▶ **Assigned task**: Among the entries below, one stretch runs from the line that contains "You receive <instance>" through the line that contains "negative clicks: (578, 64)". Repeat that stretch exactly, ends included, and only that.

▶ **Material shown**:
◇ ◇ ◇ ◇

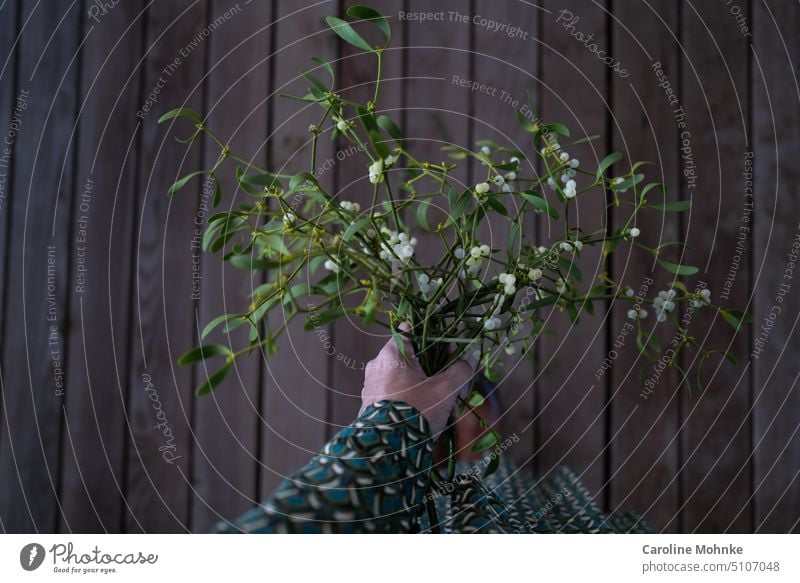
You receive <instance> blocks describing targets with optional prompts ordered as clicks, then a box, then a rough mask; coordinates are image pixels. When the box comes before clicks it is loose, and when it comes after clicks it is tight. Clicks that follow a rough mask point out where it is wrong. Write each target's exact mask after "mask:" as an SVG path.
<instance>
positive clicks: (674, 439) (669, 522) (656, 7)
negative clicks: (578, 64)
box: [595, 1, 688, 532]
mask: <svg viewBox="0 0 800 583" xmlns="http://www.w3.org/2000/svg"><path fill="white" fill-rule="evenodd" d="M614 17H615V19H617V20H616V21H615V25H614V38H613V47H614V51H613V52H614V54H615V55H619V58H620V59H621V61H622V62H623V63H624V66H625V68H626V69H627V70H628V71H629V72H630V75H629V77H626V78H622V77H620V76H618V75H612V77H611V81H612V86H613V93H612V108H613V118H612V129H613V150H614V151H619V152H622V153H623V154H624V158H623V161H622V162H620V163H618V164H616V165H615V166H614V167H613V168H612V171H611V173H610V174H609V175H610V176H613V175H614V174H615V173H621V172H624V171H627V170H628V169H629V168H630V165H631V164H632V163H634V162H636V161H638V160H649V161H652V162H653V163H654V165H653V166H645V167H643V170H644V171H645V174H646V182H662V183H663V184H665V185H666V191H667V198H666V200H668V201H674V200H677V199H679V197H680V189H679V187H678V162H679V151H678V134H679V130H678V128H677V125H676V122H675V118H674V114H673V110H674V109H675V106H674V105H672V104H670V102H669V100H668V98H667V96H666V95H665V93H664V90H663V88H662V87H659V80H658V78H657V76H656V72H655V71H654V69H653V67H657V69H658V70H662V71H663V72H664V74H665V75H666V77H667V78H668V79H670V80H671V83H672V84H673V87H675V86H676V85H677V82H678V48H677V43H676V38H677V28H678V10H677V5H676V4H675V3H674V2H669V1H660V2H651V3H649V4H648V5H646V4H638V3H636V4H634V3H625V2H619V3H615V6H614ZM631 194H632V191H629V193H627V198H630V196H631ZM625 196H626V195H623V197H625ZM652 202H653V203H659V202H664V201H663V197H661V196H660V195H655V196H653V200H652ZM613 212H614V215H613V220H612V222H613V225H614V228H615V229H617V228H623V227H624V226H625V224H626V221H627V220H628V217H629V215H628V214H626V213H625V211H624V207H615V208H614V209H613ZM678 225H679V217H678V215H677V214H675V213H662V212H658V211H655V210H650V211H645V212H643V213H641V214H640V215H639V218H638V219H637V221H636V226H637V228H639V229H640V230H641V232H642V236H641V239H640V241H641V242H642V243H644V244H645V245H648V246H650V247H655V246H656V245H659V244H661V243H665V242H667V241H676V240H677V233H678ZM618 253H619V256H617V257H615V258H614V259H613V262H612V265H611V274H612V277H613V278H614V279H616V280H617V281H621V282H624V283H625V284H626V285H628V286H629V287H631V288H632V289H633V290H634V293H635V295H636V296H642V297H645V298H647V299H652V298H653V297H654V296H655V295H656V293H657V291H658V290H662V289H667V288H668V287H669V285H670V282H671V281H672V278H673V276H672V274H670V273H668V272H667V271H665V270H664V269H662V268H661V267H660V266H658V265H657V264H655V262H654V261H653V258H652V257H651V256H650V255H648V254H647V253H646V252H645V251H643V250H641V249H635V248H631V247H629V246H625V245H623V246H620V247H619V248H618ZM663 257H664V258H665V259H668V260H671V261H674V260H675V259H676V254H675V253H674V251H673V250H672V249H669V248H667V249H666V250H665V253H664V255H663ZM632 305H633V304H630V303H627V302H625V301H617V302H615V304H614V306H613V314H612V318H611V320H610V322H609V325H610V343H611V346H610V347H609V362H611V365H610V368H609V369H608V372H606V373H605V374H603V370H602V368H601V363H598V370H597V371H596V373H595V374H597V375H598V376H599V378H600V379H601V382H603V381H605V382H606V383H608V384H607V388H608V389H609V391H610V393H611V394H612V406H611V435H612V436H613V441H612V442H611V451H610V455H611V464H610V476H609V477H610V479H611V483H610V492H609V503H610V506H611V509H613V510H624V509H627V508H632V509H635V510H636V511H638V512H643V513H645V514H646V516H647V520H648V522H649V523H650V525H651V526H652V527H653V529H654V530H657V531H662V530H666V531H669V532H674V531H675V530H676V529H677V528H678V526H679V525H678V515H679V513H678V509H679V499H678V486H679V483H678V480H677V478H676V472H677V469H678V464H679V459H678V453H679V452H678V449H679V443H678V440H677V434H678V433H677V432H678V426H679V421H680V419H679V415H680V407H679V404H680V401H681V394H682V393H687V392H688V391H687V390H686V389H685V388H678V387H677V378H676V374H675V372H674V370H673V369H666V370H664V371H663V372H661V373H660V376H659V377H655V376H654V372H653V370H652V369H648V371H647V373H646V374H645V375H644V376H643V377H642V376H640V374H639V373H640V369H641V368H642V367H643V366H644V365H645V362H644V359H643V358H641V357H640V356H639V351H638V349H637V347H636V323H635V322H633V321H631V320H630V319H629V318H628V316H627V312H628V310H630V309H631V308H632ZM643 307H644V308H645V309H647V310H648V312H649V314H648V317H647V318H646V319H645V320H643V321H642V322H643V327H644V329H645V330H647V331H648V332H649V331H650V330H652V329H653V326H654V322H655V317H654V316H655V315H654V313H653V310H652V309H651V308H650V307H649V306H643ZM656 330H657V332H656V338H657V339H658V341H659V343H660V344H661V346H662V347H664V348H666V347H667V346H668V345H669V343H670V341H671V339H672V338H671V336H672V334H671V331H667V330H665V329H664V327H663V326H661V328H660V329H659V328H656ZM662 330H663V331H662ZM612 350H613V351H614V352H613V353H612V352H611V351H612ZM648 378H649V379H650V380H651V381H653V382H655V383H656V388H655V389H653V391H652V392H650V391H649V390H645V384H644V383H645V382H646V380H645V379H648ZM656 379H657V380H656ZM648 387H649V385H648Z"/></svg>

◇ ◇ ◇ ◇

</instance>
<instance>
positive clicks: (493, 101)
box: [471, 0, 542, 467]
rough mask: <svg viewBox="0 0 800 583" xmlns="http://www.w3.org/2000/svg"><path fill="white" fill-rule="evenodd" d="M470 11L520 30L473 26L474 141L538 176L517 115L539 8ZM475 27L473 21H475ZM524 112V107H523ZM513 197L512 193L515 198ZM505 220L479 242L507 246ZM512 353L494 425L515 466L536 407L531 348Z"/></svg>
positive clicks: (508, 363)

◇ ◇ ◇ ◇

▶ **Solution to this problem**:
You receive <instance> blocks describing targets with optional prompts ordered as clicks, then a box, then a rough mask; coordinates are image pixels. When the box comes before clicks it is loose, and when it comes after clicks it is tight. Clicks that follow a rough mask point out where it is wrong. Write each target's exact mask after "mask:" as an SVG path.
<instance>
positive clicks: (674, 439) (669, 522) (656, 7)
negative clicks: (578, 64)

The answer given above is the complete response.